[Items listed in a dataset]

▬▬▬▬▬▬▬▬▬▬

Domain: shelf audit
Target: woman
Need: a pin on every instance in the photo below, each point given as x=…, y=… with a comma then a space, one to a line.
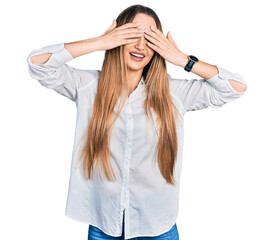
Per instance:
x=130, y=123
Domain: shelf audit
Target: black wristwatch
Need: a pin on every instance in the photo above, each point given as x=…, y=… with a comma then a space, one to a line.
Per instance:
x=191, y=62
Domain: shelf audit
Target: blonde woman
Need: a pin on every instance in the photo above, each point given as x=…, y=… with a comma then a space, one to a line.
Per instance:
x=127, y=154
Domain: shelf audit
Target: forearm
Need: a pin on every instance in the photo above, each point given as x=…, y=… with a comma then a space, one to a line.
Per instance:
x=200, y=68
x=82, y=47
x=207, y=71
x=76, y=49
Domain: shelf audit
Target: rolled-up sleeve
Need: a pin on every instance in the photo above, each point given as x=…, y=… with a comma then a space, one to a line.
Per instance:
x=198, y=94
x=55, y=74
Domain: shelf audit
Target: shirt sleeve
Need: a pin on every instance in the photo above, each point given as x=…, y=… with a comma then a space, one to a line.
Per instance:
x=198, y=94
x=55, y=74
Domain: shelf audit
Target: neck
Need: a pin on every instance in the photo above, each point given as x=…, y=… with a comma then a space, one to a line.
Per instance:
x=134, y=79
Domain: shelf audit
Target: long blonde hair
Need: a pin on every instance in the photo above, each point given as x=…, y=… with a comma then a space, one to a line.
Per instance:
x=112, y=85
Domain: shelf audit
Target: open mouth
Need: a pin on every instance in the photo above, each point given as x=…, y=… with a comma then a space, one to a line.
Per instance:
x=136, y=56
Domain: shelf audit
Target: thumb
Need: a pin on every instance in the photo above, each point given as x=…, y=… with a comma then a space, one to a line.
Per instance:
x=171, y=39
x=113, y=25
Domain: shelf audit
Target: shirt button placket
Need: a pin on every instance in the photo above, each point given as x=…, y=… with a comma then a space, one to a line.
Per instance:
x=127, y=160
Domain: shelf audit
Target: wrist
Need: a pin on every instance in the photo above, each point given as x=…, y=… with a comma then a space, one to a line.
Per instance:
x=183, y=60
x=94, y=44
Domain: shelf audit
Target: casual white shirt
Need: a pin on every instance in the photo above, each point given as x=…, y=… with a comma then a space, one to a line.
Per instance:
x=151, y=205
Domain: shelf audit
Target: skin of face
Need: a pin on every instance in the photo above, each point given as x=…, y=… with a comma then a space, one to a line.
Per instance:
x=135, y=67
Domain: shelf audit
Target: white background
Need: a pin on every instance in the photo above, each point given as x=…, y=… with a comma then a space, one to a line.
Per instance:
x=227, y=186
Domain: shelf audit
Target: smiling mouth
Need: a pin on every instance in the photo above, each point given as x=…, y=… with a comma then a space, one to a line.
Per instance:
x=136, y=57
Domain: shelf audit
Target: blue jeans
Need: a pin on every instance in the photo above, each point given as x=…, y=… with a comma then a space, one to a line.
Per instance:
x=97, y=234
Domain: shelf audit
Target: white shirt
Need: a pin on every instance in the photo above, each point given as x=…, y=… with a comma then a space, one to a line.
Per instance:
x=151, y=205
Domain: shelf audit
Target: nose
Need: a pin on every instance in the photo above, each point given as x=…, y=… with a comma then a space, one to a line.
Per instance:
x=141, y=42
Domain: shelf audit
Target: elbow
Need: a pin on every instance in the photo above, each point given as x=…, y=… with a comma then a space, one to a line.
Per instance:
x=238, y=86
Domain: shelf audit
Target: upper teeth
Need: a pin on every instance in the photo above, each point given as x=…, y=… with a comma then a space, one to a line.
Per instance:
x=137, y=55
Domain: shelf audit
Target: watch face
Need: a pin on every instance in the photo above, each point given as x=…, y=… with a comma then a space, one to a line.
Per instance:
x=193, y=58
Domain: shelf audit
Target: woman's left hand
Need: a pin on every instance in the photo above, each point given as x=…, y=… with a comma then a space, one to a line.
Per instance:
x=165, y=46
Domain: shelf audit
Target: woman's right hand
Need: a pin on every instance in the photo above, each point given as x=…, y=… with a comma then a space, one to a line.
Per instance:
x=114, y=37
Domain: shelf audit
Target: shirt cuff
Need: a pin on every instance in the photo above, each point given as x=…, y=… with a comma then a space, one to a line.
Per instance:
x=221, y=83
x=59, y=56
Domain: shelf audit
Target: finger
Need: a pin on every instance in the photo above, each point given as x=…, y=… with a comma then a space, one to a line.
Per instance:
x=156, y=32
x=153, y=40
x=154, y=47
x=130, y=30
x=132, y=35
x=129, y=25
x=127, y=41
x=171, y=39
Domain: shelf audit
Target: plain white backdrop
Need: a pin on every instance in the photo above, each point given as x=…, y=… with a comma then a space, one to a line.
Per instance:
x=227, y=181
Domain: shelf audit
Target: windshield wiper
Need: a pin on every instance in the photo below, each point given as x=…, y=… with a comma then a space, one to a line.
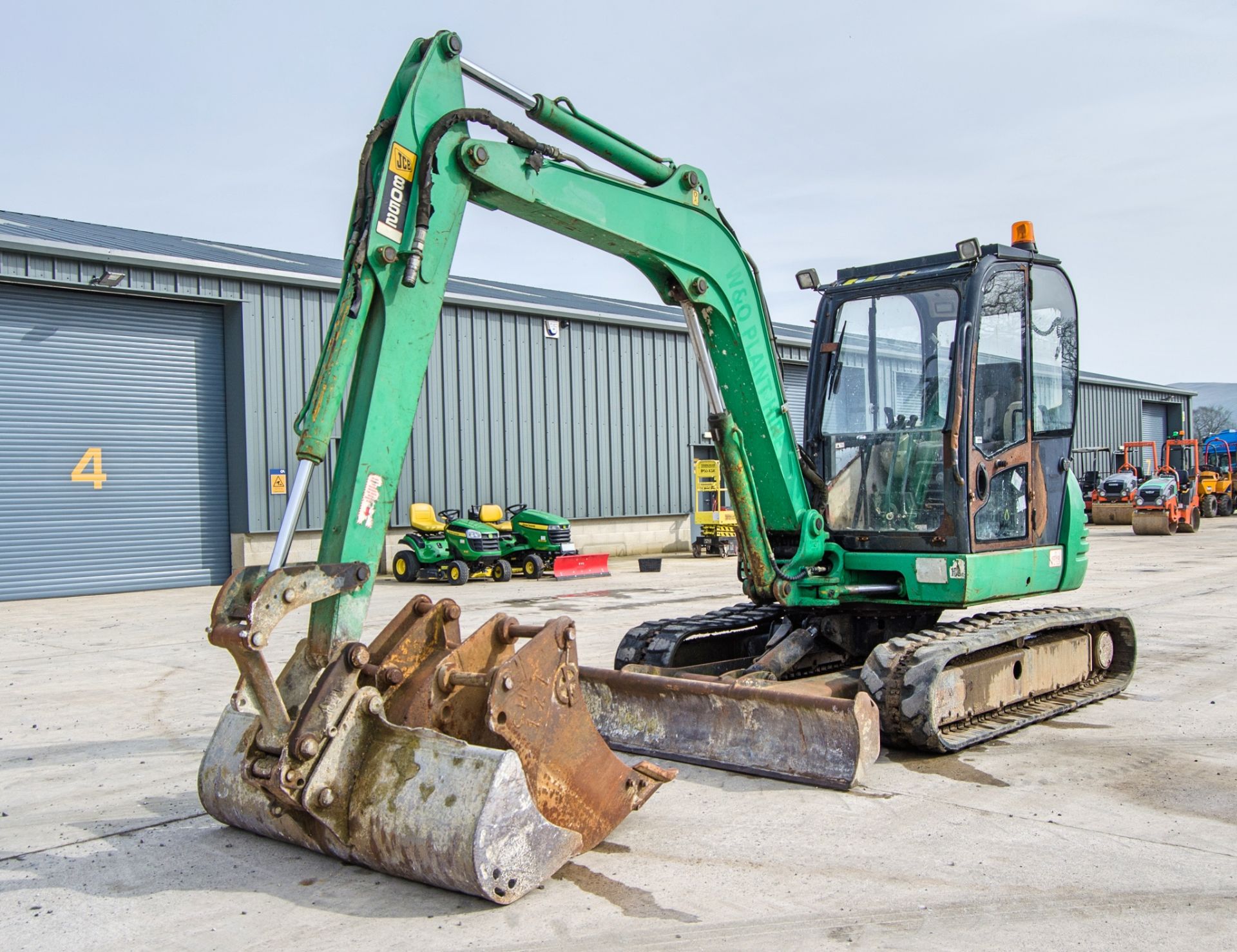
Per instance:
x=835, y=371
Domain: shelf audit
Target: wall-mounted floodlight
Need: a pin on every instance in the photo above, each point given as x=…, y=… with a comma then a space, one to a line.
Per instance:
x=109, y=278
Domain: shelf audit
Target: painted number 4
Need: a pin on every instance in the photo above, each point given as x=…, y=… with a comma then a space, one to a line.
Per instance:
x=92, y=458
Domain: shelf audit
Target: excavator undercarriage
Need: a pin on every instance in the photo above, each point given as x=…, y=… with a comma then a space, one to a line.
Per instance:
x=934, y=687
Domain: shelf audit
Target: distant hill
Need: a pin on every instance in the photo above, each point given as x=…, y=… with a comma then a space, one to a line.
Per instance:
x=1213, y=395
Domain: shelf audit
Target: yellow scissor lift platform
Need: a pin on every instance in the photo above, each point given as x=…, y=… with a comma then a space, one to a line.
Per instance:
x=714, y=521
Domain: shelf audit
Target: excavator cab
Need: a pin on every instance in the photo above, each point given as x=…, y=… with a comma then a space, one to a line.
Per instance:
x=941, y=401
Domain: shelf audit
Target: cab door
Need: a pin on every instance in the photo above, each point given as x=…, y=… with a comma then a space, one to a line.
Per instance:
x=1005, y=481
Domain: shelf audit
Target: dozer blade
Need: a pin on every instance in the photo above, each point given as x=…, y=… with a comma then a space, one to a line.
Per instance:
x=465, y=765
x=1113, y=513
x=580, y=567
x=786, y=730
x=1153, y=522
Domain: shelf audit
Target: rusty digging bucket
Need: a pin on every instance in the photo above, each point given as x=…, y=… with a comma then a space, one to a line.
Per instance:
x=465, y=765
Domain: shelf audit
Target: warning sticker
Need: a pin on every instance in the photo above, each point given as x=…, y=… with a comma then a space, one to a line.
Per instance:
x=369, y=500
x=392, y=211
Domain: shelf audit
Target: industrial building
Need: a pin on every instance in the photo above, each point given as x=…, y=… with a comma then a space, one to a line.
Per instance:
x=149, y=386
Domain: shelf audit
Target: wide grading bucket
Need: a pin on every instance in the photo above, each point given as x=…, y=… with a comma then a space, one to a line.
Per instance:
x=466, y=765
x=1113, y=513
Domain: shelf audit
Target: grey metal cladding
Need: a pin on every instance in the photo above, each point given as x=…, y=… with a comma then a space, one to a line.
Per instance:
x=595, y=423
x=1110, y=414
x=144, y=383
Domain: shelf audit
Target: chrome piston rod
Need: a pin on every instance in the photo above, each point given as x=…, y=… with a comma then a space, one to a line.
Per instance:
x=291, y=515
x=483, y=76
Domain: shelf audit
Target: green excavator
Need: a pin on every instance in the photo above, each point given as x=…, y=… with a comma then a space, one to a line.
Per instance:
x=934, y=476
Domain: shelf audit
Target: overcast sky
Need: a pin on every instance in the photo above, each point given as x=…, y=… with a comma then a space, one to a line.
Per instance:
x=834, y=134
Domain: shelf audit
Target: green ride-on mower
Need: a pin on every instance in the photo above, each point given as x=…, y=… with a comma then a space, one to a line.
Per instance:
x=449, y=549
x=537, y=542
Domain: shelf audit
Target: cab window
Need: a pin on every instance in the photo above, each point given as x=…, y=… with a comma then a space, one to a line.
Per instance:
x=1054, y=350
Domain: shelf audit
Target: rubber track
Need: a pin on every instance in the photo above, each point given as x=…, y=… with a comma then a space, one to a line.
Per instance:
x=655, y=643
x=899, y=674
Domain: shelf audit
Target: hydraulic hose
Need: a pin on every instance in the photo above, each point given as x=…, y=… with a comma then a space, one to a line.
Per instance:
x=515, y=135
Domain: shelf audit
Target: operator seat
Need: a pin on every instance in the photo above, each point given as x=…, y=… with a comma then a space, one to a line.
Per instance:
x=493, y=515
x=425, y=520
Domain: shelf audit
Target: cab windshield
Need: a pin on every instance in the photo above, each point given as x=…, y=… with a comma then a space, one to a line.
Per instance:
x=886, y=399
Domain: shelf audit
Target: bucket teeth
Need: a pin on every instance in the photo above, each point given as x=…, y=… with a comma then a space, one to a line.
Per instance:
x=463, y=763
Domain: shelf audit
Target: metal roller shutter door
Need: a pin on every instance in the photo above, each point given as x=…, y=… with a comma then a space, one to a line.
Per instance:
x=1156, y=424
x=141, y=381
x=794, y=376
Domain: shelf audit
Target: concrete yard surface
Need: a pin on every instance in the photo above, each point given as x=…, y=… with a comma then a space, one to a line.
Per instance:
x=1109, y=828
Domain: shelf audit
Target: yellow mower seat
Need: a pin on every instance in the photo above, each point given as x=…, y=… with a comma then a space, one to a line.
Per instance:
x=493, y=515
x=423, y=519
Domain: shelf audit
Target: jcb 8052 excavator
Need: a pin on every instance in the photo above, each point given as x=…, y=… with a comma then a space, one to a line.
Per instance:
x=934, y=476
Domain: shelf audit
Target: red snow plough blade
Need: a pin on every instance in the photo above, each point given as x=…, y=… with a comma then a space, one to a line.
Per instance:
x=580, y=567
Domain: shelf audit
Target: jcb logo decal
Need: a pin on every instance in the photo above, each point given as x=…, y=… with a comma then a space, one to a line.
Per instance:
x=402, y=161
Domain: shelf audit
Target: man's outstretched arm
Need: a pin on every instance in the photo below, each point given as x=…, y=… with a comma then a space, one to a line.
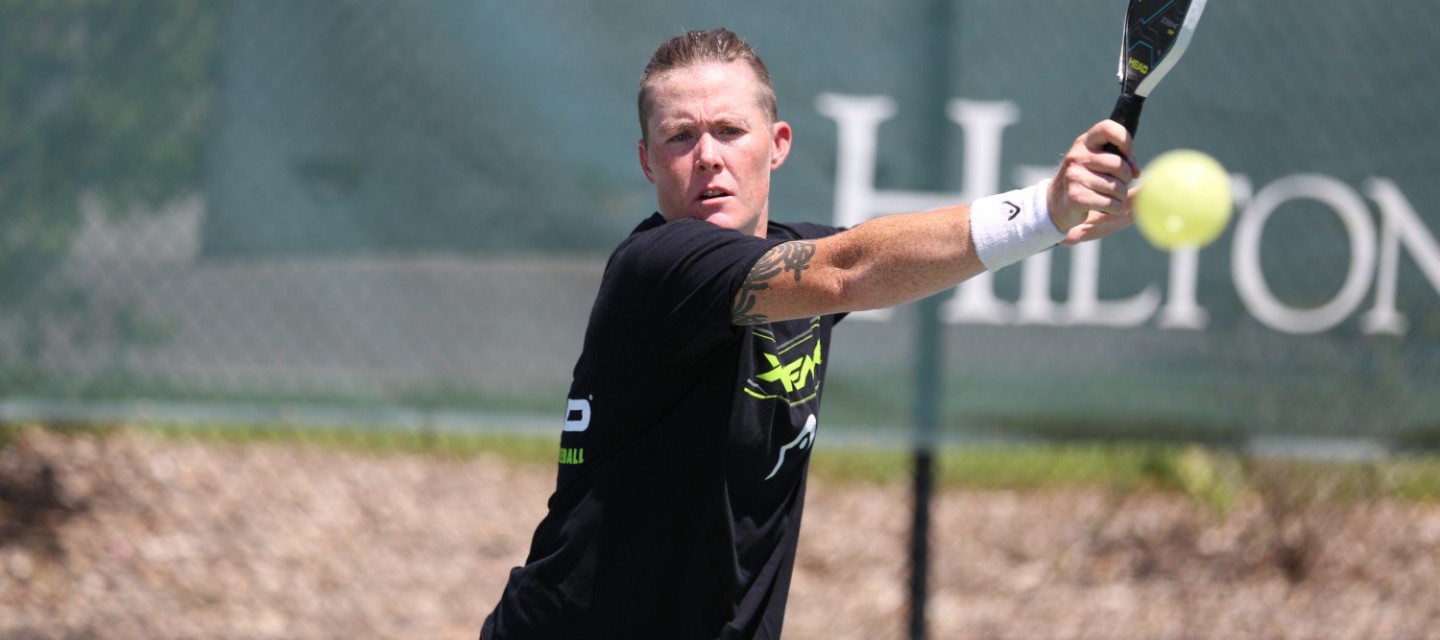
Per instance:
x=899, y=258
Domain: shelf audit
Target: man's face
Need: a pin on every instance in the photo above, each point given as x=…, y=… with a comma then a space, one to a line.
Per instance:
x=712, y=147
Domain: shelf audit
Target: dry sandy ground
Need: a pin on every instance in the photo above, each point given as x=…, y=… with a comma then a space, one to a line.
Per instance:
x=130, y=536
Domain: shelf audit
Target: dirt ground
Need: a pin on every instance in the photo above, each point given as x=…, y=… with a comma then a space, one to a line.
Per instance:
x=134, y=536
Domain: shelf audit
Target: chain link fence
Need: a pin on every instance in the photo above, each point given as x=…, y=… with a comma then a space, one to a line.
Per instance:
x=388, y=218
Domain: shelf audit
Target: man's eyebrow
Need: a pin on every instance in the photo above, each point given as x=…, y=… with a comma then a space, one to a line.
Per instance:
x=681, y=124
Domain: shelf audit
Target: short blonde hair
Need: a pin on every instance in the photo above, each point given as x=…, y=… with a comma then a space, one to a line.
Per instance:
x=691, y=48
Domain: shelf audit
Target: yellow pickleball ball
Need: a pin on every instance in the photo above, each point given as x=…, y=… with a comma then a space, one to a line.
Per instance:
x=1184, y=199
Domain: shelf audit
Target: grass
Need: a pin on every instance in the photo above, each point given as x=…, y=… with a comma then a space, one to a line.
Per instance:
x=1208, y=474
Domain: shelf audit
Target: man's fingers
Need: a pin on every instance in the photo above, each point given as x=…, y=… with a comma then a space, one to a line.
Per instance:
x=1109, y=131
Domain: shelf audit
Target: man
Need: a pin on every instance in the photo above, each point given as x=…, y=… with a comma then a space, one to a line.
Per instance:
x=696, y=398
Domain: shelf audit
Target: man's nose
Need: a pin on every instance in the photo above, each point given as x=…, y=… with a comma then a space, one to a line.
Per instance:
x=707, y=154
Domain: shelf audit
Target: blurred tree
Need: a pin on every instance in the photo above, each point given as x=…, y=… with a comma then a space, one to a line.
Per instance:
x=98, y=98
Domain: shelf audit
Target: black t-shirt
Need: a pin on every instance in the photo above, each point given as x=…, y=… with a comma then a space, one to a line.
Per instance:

▬▬▬▬▬▬▬▬▬▬

Exercise details — Say how many lines of the entries above include the string "green", giving the number and nothing else.

Expected output — 2